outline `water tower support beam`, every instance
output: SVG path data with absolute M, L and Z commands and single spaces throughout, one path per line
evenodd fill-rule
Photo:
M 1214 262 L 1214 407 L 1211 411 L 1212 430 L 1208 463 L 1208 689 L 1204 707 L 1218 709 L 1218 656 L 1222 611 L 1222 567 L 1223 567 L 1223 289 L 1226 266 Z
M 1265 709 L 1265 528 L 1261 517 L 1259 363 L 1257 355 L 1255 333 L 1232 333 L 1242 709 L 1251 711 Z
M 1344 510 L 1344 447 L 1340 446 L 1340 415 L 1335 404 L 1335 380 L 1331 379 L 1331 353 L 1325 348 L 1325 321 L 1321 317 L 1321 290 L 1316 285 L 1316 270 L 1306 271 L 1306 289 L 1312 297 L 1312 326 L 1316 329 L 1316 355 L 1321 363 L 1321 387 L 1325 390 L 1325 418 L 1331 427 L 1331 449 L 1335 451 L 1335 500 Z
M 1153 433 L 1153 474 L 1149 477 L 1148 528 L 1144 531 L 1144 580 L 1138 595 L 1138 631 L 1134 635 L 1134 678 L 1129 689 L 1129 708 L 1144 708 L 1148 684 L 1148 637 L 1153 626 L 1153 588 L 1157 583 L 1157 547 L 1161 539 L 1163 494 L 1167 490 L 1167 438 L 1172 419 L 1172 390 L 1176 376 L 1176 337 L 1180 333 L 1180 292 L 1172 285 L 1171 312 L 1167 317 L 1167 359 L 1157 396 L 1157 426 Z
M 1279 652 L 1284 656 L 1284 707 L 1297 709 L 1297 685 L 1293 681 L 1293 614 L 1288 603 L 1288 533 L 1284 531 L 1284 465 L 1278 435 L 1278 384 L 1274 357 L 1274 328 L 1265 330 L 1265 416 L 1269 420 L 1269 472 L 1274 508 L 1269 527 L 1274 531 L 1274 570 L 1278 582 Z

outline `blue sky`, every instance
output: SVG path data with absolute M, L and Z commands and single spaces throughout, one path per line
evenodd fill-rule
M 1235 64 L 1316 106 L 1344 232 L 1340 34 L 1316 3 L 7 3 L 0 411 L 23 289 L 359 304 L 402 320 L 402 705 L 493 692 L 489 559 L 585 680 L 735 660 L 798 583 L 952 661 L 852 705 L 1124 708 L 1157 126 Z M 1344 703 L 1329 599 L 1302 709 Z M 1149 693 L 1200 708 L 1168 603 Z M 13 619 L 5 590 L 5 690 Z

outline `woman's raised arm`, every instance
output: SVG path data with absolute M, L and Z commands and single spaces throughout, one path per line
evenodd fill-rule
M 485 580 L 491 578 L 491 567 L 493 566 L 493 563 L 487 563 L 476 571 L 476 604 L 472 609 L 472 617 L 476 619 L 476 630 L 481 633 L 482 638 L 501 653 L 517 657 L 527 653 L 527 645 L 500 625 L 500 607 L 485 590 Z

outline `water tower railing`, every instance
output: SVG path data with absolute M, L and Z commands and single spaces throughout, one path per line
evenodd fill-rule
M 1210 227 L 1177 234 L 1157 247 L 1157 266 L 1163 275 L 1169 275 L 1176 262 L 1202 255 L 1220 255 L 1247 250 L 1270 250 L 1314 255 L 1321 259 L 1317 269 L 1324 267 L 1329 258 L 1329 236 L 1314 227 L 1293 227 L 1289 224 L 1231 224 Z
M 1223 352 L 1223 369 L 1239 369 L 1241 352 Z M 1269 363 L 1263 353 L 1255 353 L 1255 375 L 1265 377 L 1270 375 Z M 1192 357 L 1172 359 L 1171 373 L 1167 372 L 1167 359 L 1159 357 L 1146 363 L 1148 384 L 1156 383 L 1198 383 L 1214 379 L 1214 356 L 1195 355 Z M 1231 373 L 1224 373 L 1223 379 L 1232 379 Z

> **Brief**
Each record must be returned exactly as it is written.

> **Solution to the exercise**
outline `water tower support beam`, every instance
output: SVG path data with absolute M, L and Z commands and single spaces throughout, one path per line
evenodd fill-rule
Photo:
M 1214 262 L 1214 407 L 1211 411 L 1212 430 L 1208 463 L 1208 689 L 1204 707 L 1218 709 L 1218 656 L 1222 611 L 1222 567 L 1223 567 L 1223 289 L 1226 266 Z
M 1265 709 L 1265 528 L 1261 517 L 1259 363 L 1257 355 L 1255 333 L 1232 333 L 1242 709 L 1251 711 Z
M 1344 510 L 1344 447 L 1340 446 L 1340 415 L 1335 404 L 1335 380 L 1331 379 L 1331 353 L 1325 348 L 1325 321 L 1321 317 L 1321 290 L 1316 285 L 1316 270 L 1306 271 L 1306 289 L 1312 297 L 1312 326 L 1316 329 L 1316 355 L 1321 363 L 1321 387 L 1325 390 L 1325 418 L 1331 427 L 1331 449 L 1335 451 L 1335 500 Z
M 1153 433 L 1153 474 L 1149 477 L 1148 528 L 1144 531 L 1144 580 L 1138 595 L 1138 631 L 1134 635 L 1134 678 L 1129 689 L 1129 708 L 1144 708 L 1148 684 L 1148 637 L 1153 626 L 1153 588 L 1157 583 L 1157 547 L 1161 539 L 1163 494 L 1167 490 L 1167 438 L 1172 419 L 1172 390 L 1176 376 L 1176 337 L 1180 333 L 1180 292 L 1172 285 L 1171 312 L 1167 317 L 1167 359 L 1157 396 L 1157 426 Z
M 1279 652 L 1284 656 L 1284 707 L 1297 709 L 1297 685 L 1293 681 L 1293 614 L 1288 603 L 1288 533 L 1284 531 L 1284 465 L 1278 435 L 1278 384 L 1274 357 L 1274 328 L 1265 330 L 1265 416 L 1269 420 L 1269 472 L 1274 508 L 1269 527 L 1274 531 L 1274 570 L 1278 582 Z

outline `blue sky`, every instance
output: SVG path data with absolute M, L and Z commands and single spaces throughout, one path per line
evenodd fill-rule
M 1235 64 L 1316 106 L 1344 232 L 1340 34 L 1316 3 L 7 3 L 0 411 L 23 289 L 359 304 L 402 320 L 402 705 L 493 692 L 489 559 L 585 680 L 735 660 L 798 583 L 952 661 L 852 705 L 1124 708 L 1157 126 Z M 1344 703 L 1329 599 L 1302 709 Z M 1149 693 L 1200 708 L 1168 603 Z M 13 619 L 5 590 L 5 690 Z

outline `woman's raised arm`, every instance
output: SVG path data with absolute M, L and Z commands and single spaces throughout, one path per line
evenodd fill-rule
M 485 580 L 491 578 L 491 567 L 493 566 L 493 563 L 487 563 L 476 571 L 476 604 L 472 609 L 472 617 L 476 619 L 476 630 L 481 633 L 482 638 L 501 653 L 517 657 L 527 653 L 527 645 L 500 625 L 500 607 L 485 590 Z

outline `water tower railing`, every instance
output: SVG path data with absolute M, L and Z commands and single spaces throughout, one path per line
evenodd fill-rule
M 1210 227 L 1177 234 L 1157 247 L 1157 266 L 1163 275 L 1169 275 L 1176 262 L 1202 255 L 1220 255 L 1247 250 L 1270 250 L 1314 255 L 1321 259 L 1317 269 L 1324 267 L 1329 258 L 1329 236 L 1314 227 L 1293 227 L 1289 224 L 1231 224 Z
M 1223 352 L 1223 369 L 1239 369 L 1241 352 Z M 1269 363 L 1263 353 L 1255 353 L 1255 375 L 1265 377 L 1270 375 Z M 1192 357 L 1172 359 L 1171 373 L 1167 372 L 1167 359 L 1159 357 L 1146 363 L 1148 384 L 1156 383 L 1198 383 L 1214 379 L 1214 356 L 1195 355 Z M 1231 373 L 1224 373 L 1223 379 L 1232 379 Z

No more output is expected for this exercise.